*Objective*:
Edit the records below so that every "shelf-audit checker" becomes "pantry inventory tool", leaving everything else as it stands. Give back all the records without the pictures.

(Stored items)
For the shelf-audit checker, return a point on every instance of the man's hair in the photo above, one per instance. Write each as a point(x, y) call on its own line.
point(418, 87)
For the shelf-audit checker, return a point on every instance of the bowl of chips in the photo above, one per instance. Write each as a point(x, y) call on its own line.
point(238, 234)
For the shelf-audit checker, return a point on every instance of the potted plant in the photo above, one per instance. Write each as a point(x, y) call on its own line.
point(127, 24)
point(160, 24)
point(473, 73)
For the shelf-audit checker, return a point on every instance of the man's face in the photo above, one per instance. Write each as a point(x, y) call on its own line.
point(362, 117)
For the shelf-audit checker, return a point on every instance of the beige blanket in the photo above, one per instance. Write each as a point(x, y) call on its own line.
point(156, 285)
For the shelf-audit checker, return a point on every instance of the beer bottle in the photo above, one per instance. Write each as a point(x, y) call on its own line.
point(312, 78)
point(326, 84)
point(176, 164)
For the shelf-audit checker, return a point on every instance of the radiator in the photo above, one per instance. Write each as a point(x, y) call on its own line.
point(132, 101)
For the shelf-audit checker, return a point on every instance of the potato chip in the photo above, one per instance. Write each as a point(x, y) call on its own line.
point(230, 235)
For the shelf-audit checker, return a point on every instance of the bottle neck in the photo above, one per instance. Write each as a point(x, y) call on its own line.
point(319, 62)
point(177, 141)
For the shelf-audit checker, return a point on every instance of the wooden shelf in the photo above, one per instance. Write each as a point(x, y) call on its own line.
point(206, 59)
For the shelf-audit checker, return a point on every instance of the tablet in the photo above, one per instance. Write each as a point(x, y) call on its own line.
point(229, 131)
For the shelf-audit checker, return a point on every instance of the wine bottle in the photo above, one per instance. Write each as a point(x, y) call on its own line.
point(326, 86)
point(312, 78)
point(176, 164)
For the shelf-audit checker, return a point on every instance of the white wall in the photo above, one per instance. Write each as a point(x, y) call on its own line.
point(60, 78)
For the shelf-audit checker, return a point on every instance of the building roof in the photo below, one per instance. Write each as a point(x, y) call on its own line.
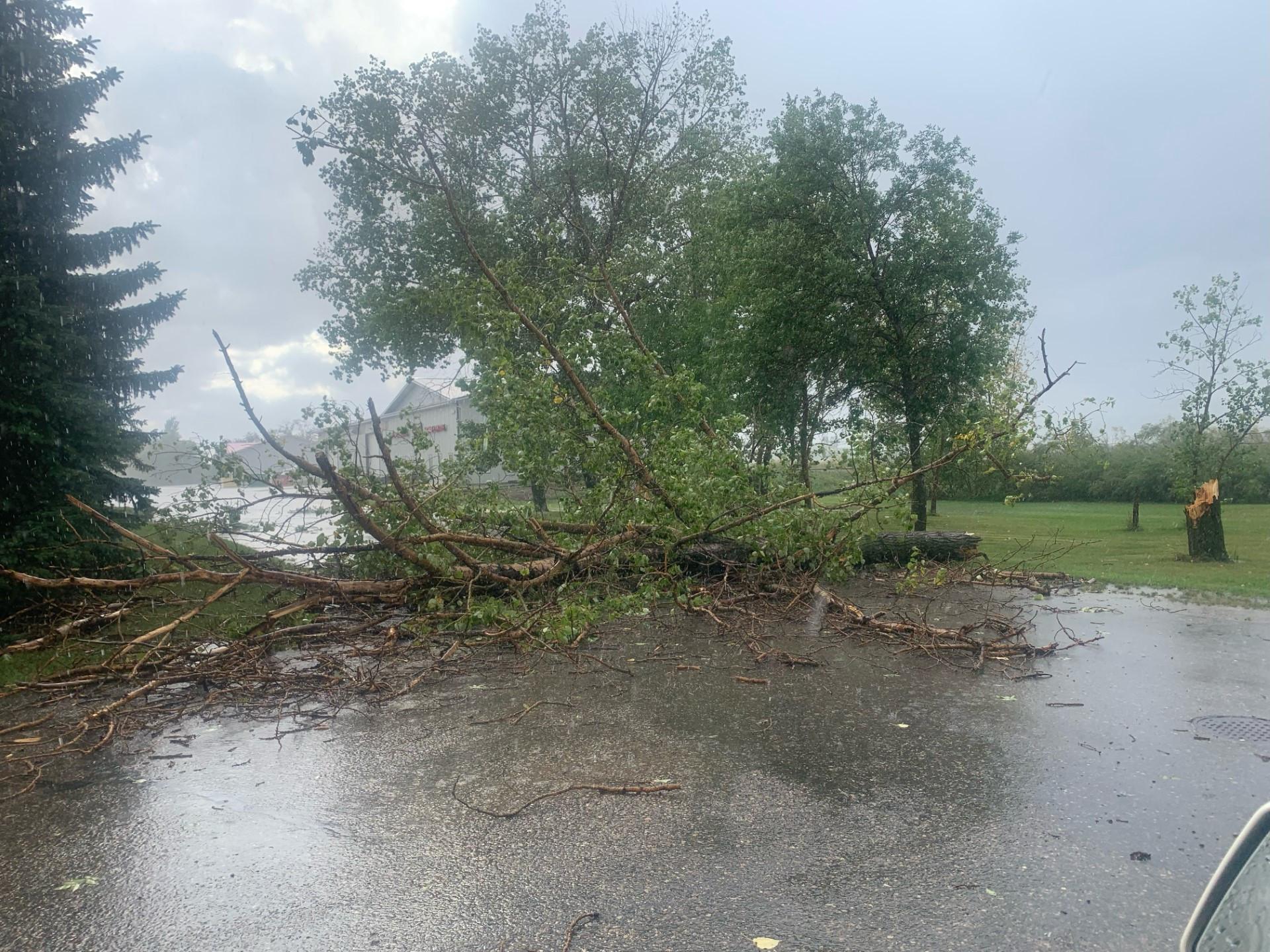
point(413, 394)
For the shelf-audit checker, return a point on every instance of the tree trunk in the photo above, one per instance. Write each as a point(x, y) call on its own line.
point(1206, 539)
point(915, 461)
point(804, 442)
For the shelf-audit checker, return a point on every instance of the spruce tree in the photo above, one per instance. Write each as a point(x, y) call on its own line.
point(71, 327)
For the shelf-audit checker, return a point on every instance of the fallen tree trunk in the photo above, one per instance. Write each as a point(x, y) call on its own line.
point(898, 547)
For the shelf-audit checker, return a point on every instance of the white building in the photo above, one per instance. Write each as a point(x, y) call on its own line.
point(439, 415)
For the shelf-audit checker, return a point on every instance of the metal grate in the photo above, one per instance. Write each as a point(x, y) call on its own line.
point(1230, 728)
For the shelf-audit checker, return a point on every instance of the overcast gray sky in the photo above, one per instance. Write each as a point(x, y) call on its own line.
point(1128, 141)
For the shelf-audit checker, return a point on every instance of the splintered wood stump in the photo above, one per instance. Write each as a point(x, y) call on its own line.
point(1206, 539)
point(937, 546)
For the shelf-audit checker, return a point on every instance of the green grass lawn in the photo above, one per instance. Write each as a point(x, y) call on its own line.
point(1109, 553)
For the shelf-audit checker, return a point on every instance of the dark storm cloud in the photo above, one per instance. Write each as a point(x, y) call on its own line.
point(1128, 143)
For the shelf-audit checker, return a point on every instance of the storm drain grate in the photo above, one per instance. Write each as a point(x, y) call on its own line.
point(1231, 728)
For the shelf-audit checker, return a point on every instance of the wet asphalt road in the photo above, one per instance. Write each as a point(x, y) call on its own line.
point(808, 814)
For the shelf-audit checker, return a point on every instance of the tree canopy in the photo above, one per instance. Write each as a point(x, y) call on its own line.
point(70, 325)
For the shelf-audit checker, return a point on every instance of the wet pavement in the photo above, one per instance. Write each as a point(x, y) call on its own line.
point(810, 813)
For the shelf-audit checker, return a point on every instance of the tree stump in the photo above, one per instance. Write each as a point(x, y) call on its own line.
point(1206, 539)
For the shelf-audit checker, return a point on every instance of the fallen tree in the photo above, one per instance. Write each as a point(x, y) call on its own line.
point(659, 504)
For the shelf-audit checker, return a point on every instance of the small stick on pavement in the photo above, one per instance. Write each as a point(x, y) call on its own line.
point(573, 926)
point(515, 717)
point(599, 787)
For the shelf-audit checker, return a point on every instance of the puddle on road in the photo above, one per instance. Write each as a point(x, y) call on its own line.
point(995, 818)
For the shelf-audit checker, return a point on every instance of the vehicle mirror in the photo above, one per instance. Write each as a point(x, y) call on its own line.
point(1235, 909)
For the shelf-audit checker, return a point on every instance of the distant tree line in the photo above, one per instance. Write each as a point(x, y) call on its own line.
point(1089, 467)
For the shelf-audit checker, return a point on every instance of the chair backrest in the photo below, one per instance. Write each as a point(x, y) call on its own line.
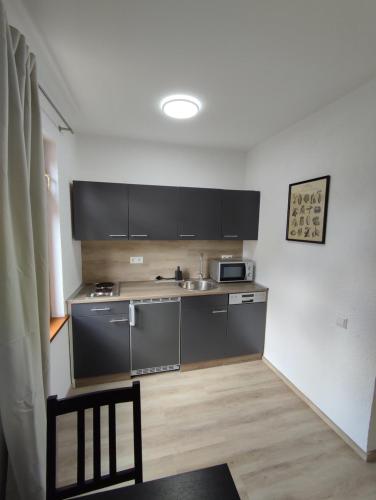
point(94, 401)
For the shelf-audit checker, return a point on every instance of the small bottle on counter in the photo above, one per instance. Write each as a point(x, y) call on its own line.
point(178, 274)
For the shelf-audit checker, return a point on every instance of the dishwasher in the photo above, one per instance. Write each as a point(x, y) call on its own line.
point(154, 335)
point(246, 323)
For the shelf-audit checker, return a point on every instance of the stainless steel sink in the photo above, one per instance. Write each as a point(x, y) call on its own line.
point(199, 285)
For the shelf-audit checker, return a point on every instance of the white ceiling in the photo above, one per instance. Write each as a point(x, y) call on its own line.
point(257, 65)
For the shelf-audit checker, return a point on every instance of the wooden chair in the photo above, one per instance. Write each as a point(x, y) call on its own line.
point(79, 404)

*Problem solution*:
For the pantry inventory tool, return a point on every instance of the man's hair in the photo above, one per instance. Write each as a point(x, y) call on its own line.
point(418, 87)
For the pantry inventory tool, return a point on every instance of the bowl of chips in the photo above, one per instance. Write each as a point(x, y) call on its own line.
point(238, 234)
For the pantry inventory tool, return a point on every instance of the potted plant in the photo above, one per instance. Write each as a point(x, y) call on its own line.
point(127, 24)
point(160, 24)
point(473, 73)
For the pantry inventory tool, return a point on every instance of the man's face in the photo above, one per instance. Write each as a point(x, y) call on its own line.
point(362, 117)
For the pantry inventory tool, return a point on every instance of the beige blanket in the photo above, one per instance. Write each as a point(x, y) call on its own line.
point(156, 285)
For the pantry inventory tool, return a point on every instance of the beer bottle in the photo above, one per instance. Write each as a point(x, y) call on its own line.
point(312, 78)
point(326, 84)
point(176, 164)
For the pantry inventory tool, return a point on every instance of the radiator in the photo above, one per instance. Write each as a point(x, y) call on its own line.
point(132, 101)
For the pantry inventory tool, return a point on every instance of the potato chip in the photo above, one per instance. Write each as a point(x, y) call on its own line.
point(230, 235)
For the pantry inventory tool, return a point on every instance of the bottle neck in the photo above, one per instance. Write each as a point(x, y) call on its own line.
point(319, 62)
point(177, 141)
For the pantry inventory tool, return a point on every instance of the wooden shelf in the photo above, one per instance. Write each as a point(x, y) call on its own line.
point(206, 59)
For the pantry inventory tool, return a point on every instance of the tablet in the photo above, one per instance. Write each as a point(x, y) call on its own line.
point(229, 131)
For the pantry inventory tool, return a point on every instance of the wine bottle in the photo above, one per instance. Write each as a point(x, y) call on its own line.
point(326, 86)
point(312, 78)
point(176, 164)
For the pantry inventory tool, return a point on every instance of the white wall in the photo above, one per instance. Write each as a point(x, y) call on its own line.
point(60, 78)
For the pantry inventory tool, return a point on every instance of the building roof in the photo below, one per instance. Write each as a point(x, y) call on its own line.
point(413, 394)
For the pantry inventory tool, return a point on every instance of the tree trunk in the photo above, one per instance. Write each as a point(x, y) call on its own line.
point(1206, 539)
point(915, 461)
point(804, 442)
For the pantry inventory tool, return a point on every instance of the spruce tree in the photo above, one per instance. Write each as a point(x, y) call on its own line.
point(71, 327)
For the pantry inventory tool, return a point on every instance of the fallen tree trunk in the photo above, one per instance. Write each as a point(x, y) call on its own line.
point(898, 547)
For the pantry inventory tool, return a point on every instance of the white building in the photo above, one per instance. Write each as a point(x, y) call on its own line.
point(439, 415)
For the pantry inventory tool, return a point on every instance of the metal grate in the photo above, one per instance. Write each as a point(x, y) call on its own line.
point(1230, 728)
For the pantry inventory tool, return a point on every instance of the overcast gray sky in the photo above, one per instance. Write each as a point(x, y) call on its own line.
point(1128, 141)
For the pantry inventory tool, return a point on every instance of the splintered wood stump in the photo above, one per instance. Write each as a point(x, y) call on its own line.
point(1206, 539)
point(937, 546)
For the pantry inventory tool, return a point on every instance of the green grass lawn in the photo above, one per instance. Write each as a point(x, y) call on its own line.
point(1109, 553)
For the pantry inventory tool, return a point on every instance of the dark storm cloud in the photo above, one per instance. Write each as a point(x, y) call on its own line.
point(1128, 143)
For the pantry inventory tool, return a point on every instance of the storm drain grate in the photo above, one per instance. Write each as a point(x, y) call on its own line.
point(1231, 728)
For the pantry inventory tool, return a point on every instance of the wet asphalt road in the photo above, one per instance. Write each as a point(x, y) call on its own line.
point(808, 814)
For the pantry inventory tool, return a point on every instance of the tree canopy in the photo above, one per instance. Write each as a point(x, y) call on its own line.
point(70, 325)
For the pantry inventory tool, return a point on every instance of the wet pavement in the photo above, one per instance. Write each as a point(x, y) call on its own line.
point(810, 813)
For the pantry inventory tool, return a point on every instance of the tree stump in the photo above, one per instance. Write each as a point(x, y) call on its own line.
point(1206, 539)
For the pantry inventory tool, return a point on every instance of the fallen tree in the photo above, one per instance. Write each as a point(x, y) call on its own line.
point(659, 504)
For the pantry inventory tool, return a point on every instance of the small stick on pavement in the photo above, one per instance. Write each as a point(x, y) call on its own line.
point(573, 926)
point(515, 717)
point(599, 787)
For the pantry inventory tool, return a point on every instance of the puddle on road in the photo above, one per instance. Write each as a point(x, y) call on its own line.
point(995, 818)
For the pantry inventory tool, return a point on every instance of the vehicle mirror in the photo above, one per instance. Write each as a point(x, y) call on its own line.
point(1235, 909)
For the pantry inventory tool, return a point on every instance of the distant tree line in the photo above, one per instance. Write each as a point(x, y) call on its own line.
point(1089, 467)
For the pantry inventory tool, return a point on every instance of the chair backrest in the photo below, one per instance. Write each as a point(x, y) call on its own line.
point(94, 401)
For the pantry inventory tool, return a point on every instance of the small bottle on counter in the photo above, one per instance. Write each as a point(x, y) call on its own line.
point(178, 274)
For the pantry inventory tool, return a point on every instance of the dishwasher in the photo above, one per instance. Write each as a point(x, y) call on its own line.
point(154, 335)
point(246, 323)
For the pantry inventory tool, return a point on every instance of the stainless steel sink in the photo above, one per instance. Write each as a point(x, y) call on its own line.
point(199, 285)
For the pantry inventory tool, return a point on every instance of the white ceiling in the photo above, one per instance. Write each as a point(x, y) call on its own line.
point(257, 65)
For the pantry inventory tool, return a point on every instance of the wooden chair in the photo above, one per instance. Write each as a point(x, y) call on its own line.
point(79, 404)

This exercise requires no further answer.